Selected extract:
---*---
Patients with diabetes in middle age were 77% more likely to develop dementia.
Diabetes, high blood pressure, or smoking can increase a patient’s risk of developing cardiovascular disease. Patients with cardiovascular risks in middle age were observed to have an increased risk of developing dementia later in life.
“The health of your vascular system in midlife is really important to the health of your brain when you are older,” lead researcher Rebecca F. Gottesman, MD, PhD, said during a presentation at the American Stroke Association’s International Stroke conference.
The ongoing study began in 1987, and includes 15,744 individuals living in the United States. The investigators discovered that the risk of dementia increased with age, which is already well-established. Surprisingly, the risk of dementia was seen to increase when heart disease risks were identified at baseline in patients aged 45 to 64, according to the study.
During the study, 1516 individuals developed dementia later in life. The investigators found that the dementia risk was 41% higher among patients who smoked midlife, compared with non-smokers or those who formerly smoked.
The risk of dementia was observed to be 39% higher among individuals with high during middle age, and 31% among patients with pre-hypertension during middle age, compared with individuals with normal blood pressure, according to the study.
Notably, the dementia risk was 77% higher among individuals with diabetes in middle age, compared with individuals without diabetes.
“Diabetes raises the risk almost as much as the most important known genetic risk factor for Alzheimer’s disease,” Dr Gottesman said.
The risk of developing dementia was the highest among individuals who were black; had less than a high school education; were older; carried a gene known to increase Alzheimer’s disease risk; or had high blood pressure, diabetes, or were smokers at baseline, according to the study. However, dementia risk was observed to be 11% lower among women.
In both whites and blacks, smoking and predisposition to Alzheimer’s disease were the strongest factors linked to dementia.
“If you knew you carried the gene increasing Alzheimer’s risk, you would know you were predisposed to dementia, but people don’t necessarily think of heart disease risks in the same way,” Dr Gottesman said. “If you want to protect your brain as you get older, stop smoking, watch your weight, and go to the doctor so diabetes and high blood pressure can be detected and treated.”
Going forward, the team of researchers could evaluate whether modifying risk factors would lead to lower dementia risk over time. If lifestyle modification could reduce the dementia risk, it may present physicians and patients with an effective prevention tactic.
“The benefit is that this is a long-term study and we know a lot about these people,” Dr Gottesman concluded. “Data like these may supplement data from clinical trials that look at the impact of treatment for heart disease risks.”
---*---
Task instructions:
**A)** Summarize the article on midlife heart disease risks and dementia in two sentences.
**B)** According to the article on midlife heart disease risks and dementia, which characteristics were linked to the highest risk of developing dementia? List each one separately.
**C)** Repeat word for word the part of the article on midlife heart disease risks and dementia from "Diabetes, high blood" to "64, according to the study.".

Source material:
---*---
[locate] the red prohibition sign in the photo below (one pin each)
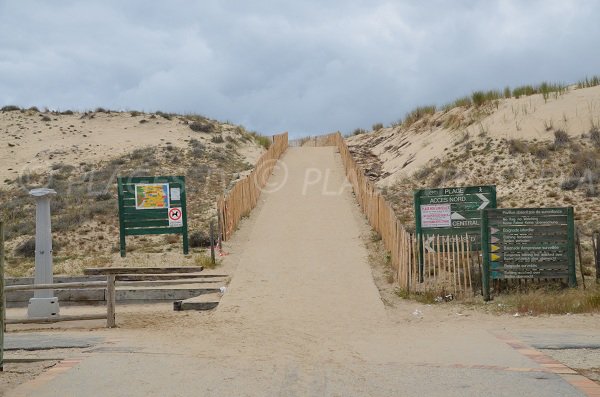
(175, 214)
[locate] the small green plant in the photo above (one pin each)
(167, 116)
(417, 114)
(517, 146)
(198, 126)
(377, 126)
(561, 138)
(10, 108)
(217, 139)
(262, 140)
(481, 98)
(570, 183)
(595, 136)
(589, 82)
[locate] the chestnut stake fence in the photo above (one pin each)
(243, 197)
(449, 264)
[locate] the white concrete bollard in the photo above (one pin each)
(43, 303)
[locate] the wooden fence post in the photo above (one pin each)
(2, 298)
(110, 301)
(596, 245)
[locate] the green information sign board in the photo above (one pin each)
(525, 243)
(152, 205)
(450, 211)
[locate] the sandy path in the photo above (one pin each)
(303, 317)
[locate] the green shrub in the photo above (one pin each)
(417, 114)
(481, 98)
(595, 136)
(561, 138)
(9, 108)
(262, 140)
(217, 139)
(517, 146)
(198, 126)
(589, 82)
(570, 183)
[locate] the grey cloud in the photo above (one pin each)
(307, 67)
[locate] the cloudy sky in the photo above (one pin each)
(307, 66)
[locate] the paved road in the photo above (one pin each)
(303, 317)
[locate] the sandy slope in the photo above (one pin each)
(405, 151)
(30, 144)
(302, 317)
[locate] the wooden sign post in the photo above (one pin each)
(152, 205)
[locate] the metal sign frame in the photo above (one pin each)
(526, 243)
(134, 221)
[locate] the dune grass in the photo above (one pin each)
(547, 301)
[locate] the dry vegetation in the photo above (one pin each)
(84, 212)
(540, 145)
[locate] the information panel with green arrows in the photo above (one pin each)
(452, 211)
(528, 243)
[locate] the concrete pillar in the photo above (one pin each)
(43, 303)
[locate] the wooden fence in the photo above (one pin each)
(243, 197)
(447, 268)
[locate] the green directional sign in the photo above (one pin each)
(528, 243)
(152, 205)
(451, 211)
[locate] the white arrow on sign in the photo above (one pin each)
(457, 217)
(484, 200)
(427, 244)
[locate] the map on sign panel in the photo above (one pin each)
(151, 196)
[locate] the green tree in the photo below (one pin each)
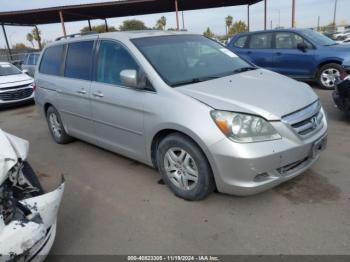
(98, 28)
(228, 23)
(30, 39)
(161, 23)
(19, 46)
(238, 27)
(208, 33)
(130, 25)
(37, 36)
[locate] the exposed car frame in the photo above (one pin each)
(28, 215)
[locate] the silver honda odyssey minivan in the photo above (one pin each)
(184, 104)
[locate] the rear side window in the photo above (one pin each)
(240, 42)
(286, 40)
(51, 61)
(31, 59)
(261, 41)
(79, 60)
---*---
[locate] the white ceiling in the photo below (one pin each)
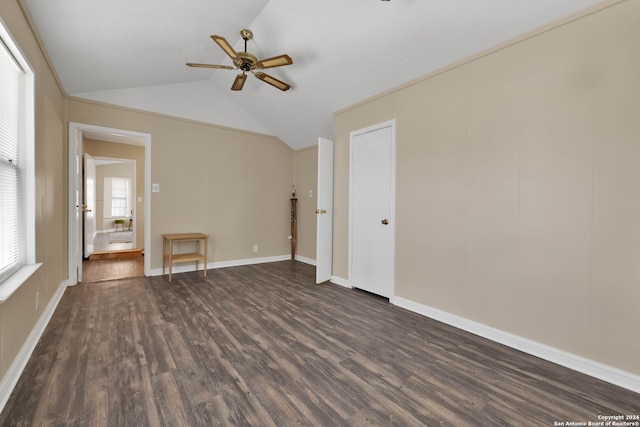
---*---
Numbered answers:
**A)** An ongoing US study of 15,744 people, begun in 1987, found that cardiovascular risks in middle age were linked to a higher risk of dementia later in life, with the risk 77% higher among people with diabetes and 41% higher among midlife smokers. Lead researcher Rebecca F. Gottesman said the health of the vascular system in midlife is important to brain health in old age, and the team could next evaluate whether modifying these risk factors lowers dementia risk.

**B)**
- Being black
- Having less than a high school education
- Being older
- Carrying a gene known to increase Alzheimer's disease risk
- Having high blood pressure at baseline
- Having diabetes at baseline
- Being a smoker at baseline

**C)**
Diabetes, high blood pressure, or smoking can increase a patient’s risk of developing cardiovascular disease. Patients with cardiovascular risks in middle age were observed to have an increased risk of developing dementia later in life.
“The health of your vascular system in midlife is really important to the health of your brain when you are older,” lead researcher Rebecca F. Gottesman, MD, PhD, said during a presentation at the American Stroke Association’s International Stroke conference.
The ongoing study began in 1987, and includes 15,744 individuals living in the United States. The investigators discovered that the risk of dementia increased with age, which is already well-established. Surprisingly, the risk of dementia was seen to increase when heart disease risks were identified at baseline in patients aged 45 to 64, according to the study.